Text excerpt
= = = = = = =
I had a chance today to see some other parts of Winnipeg and they were really nice. That wasn't, however, my intention when I headed out of my apartment. I was intending to hop on a bus, ride out to the eastern part of town, catch a ride with someone to a place just outside the city, and have a fun time with some friends. Little did I know what an adventure I had just embarked upon.
First, I have to back up a little bit. My brother and I were running a little late. Well, we were running a lot late. Well, I was running a lot late and keeping my brother waiting. I suggested he head on over to the bus stop so that he wouldn't have to travel at the supersonic speeds I was going to have to achieve to make the scheduled connection. A couple more delays and a found set of lost keys later, I bolted out the door, my sonic boom rattling nearby windows. By this time, I had already made several crucial mistakes:
1)I had forgotten the name of the street at the bus stop we had agreed to head to.
2)I had forgotten the exact time the pertinent vehicle was scheduled to stop there.
3)I had forgotten to suggest a route for him to take so that I could find him along the way.
Of course, these things, having been forgotten, were the furthest from my mind as I raced to reach Main Street, somewhere along which a number 47 bus would stop (that much I knew), in the process inventing a new illegal act, the crime of jay-sprinting. I arrived on Main Street and headed north, the direction I knew the 47 would take. It was nowhere in sight, and I had no idea whether I had missed it or beaten it. I had, after all, left almost ten minutes later than my brother. Then I spotted it, down a side street! It was just about to turn on to main, and ahead lay a vacant bus stop.
"Perfect!", I thought. My method of running directly over to Main and then north had apparently enabled me to intersect it prematurely. I sprinted to the bus stop as fast as I could. When I reached it, the bus was still waiting for its turn to turn. Then I glanced at my watch, and paused. My lightning-fast sprint had apparently taken me a little longer than expected.
As I stepped onto the bus, I made a feeble attempt to delay it, just in case, by inquiring about the cost and destination of its service. In reality, I suspected my brother would be waiting further up Main at our appointed stop, whatever it had been, so I established myself near the front of the bus and began to carefully scan the sidewalk and bus stops as we passed.
= = = = = = =
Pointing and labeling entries
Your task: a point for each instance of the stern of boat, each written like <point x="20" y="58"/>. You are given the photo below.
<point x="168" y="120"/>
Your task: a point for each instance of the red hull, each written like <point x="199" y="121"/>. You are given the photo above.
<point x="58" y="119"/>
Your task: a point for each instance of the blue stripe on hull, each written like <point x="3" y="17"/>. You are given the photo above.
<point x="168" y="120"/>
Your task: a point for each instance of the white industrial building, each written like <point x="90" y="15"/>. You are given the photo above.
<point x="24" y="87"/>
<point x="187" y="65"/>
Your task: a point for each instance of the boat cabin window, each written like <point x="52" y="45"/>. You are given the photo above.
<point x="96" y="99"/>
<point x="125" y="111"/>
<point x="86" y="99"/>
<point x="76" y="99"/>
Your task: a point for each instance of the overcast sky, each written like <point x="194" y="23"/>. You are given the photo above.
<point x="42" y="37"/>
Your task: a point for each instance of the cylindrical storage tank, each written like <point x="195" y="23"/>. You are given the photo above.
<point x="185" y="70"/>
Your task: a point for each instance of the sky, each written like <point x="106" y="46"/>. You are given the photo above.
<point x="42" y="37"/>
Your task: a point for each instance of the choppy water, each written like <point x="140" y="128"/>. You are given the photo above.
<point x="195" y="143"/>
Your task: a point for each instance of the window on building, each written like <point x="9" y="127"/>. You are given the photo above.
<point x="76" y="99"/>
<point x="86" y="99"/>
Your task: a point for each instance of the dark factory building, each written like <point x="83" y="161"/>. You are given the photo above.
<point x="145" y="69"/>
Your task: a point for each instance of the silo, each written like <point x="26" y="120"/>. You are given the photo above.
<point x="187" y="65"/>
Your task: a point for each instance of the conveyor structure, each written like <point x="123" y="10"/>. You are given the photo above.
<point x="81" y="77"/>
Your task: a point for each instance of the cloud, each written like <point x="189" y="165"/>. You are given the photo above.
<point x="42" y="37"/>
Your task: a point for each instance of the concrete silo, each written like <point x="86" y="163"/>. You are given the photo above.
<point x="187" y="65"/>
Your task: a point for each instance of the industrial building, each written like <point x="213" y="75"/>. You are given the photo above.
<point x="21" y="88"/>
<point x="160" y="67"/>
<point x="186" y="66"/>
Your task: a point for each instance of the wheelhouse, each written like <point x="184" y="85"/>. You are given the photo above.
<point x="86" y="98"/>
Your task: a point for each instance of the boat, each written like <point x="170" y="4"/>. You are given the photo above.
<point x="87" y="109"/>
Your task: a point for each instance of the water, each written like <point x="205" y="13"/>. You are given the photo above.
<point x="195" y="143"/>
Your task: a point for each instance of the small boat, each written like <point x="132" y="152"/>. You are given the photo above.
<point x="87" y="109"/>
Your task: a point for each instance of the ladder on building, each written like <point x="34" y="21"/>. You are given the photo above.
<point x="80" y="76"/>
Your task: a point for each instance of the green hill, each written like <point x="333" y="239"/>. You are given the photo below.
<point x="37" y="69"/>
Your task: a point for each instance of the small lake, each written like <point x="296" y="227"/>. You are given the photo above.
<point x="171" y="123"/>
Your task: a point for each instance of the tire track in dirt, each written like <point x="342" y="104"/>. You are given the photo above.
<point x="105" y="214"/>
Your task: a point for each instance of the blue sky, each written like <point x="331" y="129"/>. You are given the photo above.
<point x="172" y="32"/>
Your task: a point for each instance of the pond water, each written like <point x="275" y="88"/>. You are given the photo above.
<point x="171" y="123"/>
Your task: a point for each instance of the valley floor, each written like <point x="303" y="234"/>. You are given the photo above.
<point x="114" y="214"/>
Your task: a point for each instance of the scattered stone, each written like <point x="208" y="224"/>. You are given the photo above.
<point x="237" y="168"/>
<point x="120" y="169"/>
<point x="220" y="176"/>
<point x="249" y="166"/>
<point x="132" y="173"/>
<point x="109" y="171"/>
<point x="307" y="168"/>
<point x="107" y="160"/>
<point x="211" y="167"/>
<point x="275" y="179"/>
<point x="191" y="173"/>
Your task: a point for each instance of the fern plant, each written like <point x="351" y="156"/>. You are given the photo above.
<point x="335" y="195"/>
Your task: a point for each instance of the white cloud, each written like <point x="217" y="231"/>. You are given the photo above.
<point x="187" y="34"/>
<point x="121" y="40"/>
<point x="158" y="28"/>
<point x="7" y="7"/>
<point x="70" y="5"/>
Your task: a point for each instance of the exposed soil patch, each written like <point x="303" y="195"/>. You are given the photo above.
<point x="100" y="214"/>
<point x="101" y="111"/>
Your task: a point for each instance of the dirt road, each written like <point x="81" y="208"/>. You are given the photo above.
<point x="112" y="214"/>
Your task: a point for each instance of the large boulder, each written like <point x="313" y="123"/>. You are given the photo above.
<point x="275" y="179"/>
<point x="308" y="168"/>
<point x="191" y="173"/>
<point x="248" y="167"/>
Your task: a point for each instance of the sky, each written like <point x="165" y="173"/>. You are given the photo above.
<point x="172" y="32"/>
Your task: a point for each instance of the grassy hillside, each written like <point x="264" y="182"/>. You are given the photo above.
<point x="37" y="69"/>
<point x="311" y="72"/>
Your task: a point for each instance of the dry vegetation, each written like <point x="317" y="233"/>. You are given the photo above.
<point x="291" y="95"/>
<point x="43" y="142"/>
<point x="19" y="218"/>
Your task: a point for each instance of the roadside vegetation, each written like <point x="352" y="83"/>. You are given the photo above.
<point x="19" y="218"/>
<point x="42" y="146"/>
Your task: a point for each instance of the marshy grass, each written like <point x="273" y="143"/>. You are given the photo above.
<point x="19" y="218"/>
= = = = = = =
To be done
A - Using the Winnipeg bus story, decide whether each statement agrees with the text: (i) The narrator left almost ten minutes after the brother did. (ii) The narrator remembered when the bus was scheduled to stop. (iii) The narrator took a place near the back of the bus. Answer yes or no for each, and quote the deciding words.
B - Rename "jay-sprinting" as "jay-dashing" in the Winnipeg bus story, and reproduce the passage starting with "3)I had forgotten" and going on through "vacant bus stop.".
C - Write what comes next in the Winnipeg bus story, picking up after its final sentence.

Outputs by task
A -
(i) Yes: "I had, after all, left almost ten minutes later than my brother."
(ii) No: "I had forgotten the exact time the pertinent vehicle was scheduled to stop there."
(iii) No: "so I established myself near the front of the bus"

B -
3)I had forgotten to suggest a route for him to take so that I could find him along the way.
Of course, these things, having been forgotten, were the furthest from my mind as I raced to reach Main Street, somewhere along which a number 47 bus would stop (that much I knew), in the process inventing a new illegal act, the crime of jay-dashing. I arrived on Main Street and headed north, the direction I knew the 47 would take. It was nowhere in sight, and I had no idea whether I had missed it or beaten it. I had, after all, left almost ten minutes later than my brother. Then I spotted it, down a side street! It was just about to turn on to main, and ahead lay a vacant bus stop.

C -
A few blocks further up Main I was growing concerned. There was still no sign of my brother, and then the bus turned off onto a side street and began making its way east. At this point I was faced with a conundrum. It was possible that my brother had simply not made it to whatever bus stop it was we were supposed to meet at. It was also possible that he had arrived in time and caught the appointed bus while I had arrived late enough to catch a later bus of the same number. After all, he had left the house long before me, and I was not entirely sure when it was that the bus was supposed to arrive. It was possible that for any of several reasons he had returned to our apartment but had forgotten to bring his key with him and was locked out. There was also the minute possibility that intervening circumstances had prevented my brother from getting to Main Street at all, such as his getting hit by a vehicle or being hit by a stray improperly tightened bolt from a poorly assembled passenger aircraft jostled far above by some unusually heavy turbulence. Deciding my priority was to make sure I didn't leave my brother behind, I got off my bus at the next station and headed back down Main Street to look for him.
Now at this point I must step aside from my narrative to point something out. Traditional wisdom, and many of its practitioners, would have held that I did the right thing by allowing my concern for my brother to supersede the logical course of action. As I understand it, this would be because by allowing my concern for him to take precedence over logic, I demonstrate the genuine nature of my love for my brother. However, if I had more carefully analysed the situation, I would have realised that since my brother had left long before me, it was more likely that he was ahead of me than behind me. I would have realised that any accident or misfortune that could befall him could occur just as easily after he got on the bus and headed east as before. I would have realised that when two people have lost track of each other while en route but both have a common destination, the way they can be most certain of finding each other is if they both attempt to reach that destination. I would have realised that my brother is an intelligent person who would be aware of this and would thus strive to continue along to our destination rather than to search pointlessly the many possible different routes I could have taken and places I could have gone. I would have realised that the whole point of us trying to find each other in a short amount of time would be to keep our appointment at our destination. I would have realised that I should have stayed on that bus. So in fact, by allowing my concern for my brother to supersede my logical faculties, I actually perform both him and myself a disservice. So, if love means that one wants the best for someone else above all, one ought still to apply logic. In reality, if one wishes to do what is best for someone else, one still does best to stick to one's rational deductions rather than allow misapplied emotion to interfere with their proper application. So much for traditional wisdom.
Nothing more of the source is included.